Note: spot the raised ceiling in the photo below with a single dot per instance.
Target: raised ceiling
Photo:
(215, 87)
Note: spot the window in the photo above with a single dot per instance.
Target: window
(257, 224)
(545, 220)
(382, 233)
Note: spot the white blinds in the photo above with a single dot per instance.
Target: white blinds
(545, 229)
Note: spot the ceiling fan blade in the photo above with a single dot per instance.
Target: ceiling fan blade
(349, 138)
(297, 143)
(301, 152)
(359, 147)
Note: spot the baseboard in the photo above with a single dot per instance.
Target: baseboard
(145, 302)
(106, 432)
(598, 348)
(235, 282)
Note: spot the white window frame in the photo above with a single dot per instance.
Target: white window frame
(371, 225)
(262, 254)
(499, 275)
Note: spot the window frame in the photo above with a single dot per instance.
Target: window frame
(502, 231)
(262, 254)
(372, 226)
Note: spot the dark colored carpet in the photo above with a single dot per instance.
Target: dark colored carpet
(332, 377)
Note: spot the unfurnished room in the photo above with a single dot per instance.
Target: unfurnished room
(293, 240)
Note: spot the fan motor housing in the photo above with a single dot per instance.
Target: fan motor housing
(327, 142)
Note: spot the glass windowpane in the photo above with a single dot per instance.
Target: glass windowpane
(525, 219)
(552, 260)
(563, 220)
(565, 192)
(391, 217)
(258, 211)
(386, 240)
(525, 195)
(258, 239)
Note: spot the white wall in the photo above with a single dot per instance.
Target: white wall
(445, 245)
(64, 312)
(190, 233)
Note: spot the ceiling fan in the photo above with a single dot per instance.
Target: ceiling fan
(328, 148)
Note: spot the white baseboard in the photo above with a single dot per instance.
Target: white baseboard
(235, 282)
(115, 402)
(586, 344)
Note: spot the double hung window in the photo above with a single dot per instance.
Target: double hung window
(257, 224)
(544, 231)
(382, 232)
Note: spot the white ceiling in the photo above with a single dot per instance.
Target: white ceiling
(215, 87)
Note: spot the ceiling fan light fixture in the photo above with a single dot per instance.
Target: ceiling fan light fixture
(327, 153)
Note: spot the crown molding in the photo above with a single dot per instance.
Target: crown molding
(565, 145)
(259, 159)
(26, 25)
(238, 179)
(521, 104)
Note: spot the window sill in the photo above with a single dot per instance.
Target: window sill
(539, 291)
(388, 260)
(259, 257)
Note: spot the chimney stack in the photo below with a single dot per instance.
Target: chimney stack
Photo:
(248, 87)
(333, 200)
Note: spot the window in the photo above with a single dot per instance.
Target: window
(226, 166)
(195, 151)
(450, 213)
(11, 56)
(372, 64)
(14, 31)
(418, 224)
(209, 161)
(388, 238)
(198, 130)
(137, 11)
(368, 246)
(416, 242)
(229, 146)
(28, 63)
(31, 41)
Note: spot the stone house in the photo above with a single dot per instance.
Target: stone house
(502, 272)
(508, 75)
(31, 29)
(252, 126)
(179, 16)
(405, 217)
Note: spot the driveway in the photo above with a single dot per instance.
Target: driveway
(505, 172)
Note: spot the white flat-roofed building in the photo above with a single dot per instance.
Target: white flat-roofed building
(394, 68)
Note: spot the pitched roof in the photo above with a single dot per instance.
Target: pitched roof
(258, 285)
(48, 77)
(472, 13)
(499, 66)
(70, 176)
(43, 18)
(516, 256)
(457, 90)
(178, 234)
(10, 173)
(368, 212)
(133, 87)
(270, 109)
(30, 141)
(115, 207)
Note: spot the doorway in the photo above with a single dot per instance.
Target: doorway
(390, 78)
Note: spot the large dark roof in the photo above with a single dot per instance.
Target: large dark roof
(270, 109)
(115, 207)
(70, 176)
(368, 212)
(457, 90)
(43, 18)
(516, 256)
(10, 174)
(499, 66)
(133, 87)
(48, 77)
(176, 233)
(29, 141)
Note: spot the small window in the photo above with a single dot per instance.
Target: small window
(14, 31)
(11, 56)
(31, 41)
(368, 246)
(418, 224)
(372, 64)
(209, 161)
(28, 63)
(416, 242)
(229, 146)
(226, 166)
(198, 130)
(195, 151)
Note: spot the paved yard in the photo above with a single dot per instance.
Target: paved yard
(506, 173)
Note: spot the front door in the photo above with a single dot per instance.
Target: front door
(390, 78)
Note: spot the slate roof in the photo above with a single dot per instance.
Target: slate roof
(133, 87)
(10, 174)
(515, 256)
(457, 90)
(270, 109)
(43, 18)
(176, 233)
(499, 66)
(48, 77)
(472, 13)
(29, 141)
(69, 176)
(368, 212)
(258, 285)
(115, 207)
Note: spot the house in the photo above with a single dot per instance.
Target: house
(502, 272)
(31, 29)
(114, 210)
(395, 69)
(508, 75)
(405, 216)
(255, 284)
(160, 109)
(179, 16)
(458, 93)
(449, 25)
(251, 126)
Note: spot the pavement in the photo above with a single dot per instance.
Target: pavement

::::::

Description of the task: Your task is to copy each line from the material above that includes the word "chimney".

Solved problem:
Note: spot the chimney stack in the photo below with a single dot per instance.
Target: chimney stack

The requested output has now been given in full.